• **WORK TO COMPLETE**: Copy the lines starting at the one containing "of the pale" and ending after the one containing "[(470, 322)]", requests included. Multiply each coordinate in the answers by 0.5 and round to whole numbers, with halves going up.

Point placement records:
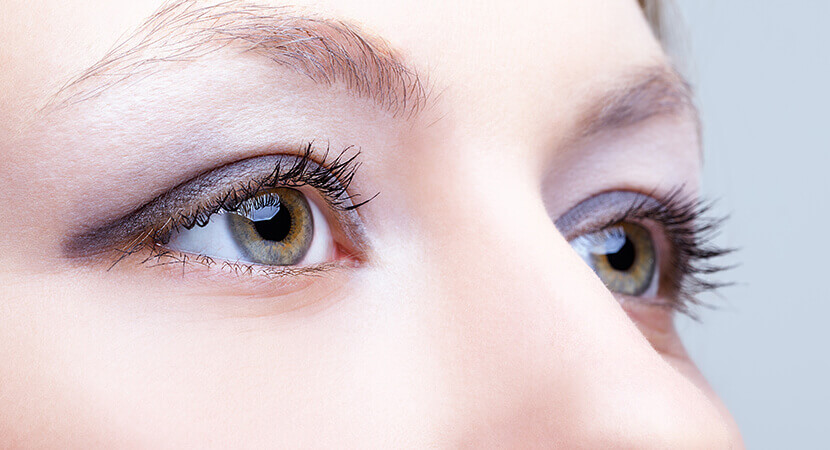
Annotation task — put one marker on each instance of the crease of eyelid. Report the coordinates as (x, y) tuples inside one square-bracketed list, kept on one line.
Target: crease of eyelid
[(685, 223), (326, 51), (185, 200)]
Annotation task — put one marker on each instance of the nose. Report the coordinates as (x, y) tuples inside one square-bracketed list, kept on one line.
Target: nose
[(536, 352)]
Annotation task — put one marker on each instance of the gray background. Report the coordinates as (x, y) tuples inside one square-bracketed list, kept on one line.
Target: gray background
[(761, 71)]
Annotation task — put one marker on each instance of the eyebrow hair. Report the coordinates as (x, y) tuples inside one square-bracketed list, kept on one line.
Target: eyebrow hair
[(326, 51), (649, 92)]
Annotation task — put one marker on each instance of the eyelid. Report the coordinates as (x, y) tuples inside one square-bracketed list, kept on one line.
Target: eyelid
[(224, 188), (601, 211)]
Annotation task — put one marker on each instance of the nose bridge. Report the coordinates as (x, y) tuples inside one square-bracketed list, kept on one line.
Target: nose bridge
[(532, 344)]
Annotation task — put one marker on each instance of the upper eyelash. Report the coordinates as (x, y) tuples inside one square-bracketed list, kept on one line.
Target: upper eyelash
[(331, 179), (690, 231)]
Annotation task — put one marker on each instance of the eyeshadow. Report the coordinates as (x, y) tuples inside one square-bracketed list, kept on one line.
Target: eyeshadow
[(596, 212), (218, 188)]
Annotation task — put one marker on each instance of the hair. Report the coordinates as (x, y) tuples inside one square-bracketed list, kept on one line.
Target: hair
[(653, 10)]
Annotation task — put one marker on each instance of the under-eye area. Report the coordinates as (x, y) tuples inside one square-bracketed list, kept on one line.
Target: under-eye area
[(274, 215), (649, 248)]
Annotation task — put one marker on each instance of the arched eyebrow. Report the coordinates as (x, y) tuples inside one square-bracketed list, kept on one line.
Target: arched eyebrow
[(334, 51), (645, 93), (326, 51)]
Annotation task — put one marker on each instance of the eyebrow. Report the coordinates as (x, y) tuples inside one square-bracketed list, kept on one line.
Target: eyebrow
[(326, 51), (643, 94)]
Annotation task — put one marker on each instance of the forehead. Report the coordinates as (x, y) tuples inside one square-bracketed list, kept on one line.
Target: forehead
[(482, 54)]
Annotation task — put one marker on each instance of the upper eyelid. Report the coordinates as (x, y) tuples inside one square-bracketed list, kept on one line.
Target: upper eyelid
[(600, 211), (185, 200)]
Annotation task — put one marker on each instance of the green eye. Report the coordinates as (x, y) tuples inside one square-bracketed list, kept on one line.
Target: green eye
[(274, 228), (623, 256)]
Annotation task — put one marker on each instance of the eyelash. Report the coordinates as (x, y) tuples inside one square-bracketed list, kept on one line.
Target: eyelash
[(330, 178), (689, 230)]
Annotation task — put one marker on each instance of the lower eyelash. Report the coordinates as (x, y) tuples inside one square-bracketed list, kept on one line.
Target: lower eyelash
[(331, 180), (157, 256), (690, 232)]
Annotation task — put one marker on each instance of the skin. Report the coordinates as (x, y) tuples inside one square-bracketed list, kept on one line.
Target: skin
[(470, 323)]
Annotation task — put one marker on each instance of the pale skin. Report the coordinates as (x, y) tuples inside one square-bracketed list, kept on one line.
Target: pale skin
[(470, 322)]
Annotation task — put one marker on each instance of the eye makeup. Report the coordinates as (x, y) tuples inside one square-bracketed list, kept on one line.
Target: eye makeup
[(227, 189), (680, 234)]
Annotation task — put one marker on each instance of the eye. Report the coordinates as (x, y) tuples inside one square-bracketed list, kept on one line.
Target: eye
[(623, 256), (653, 248), (278, 227)]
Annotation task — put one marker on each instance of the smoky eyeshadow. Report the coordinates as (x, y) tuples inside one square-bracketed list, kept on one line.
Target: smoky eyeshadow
[(601, 211), (182, 201)]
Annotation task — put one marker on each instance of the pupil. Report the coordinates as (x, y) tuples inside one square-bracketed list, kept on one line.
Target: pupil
[(276, 228), (624, 258)]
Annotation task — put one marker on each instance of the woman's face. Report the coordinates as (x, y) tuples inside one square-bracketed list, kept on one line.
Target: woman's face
[(182, 264)]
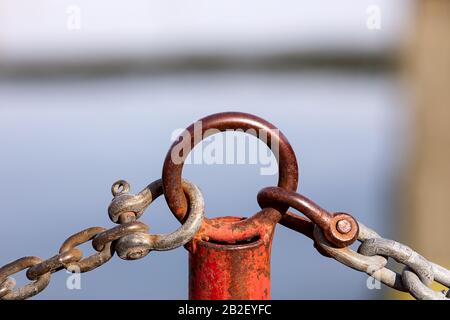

• **CORRECT OUTPUT**:
Annotation task — put one marker on each instance of the pale skin. Report the coordinates as (x, y) tuples inside one square-bracketed list, kept on one line.
Target: pale skin
[(235, 161)]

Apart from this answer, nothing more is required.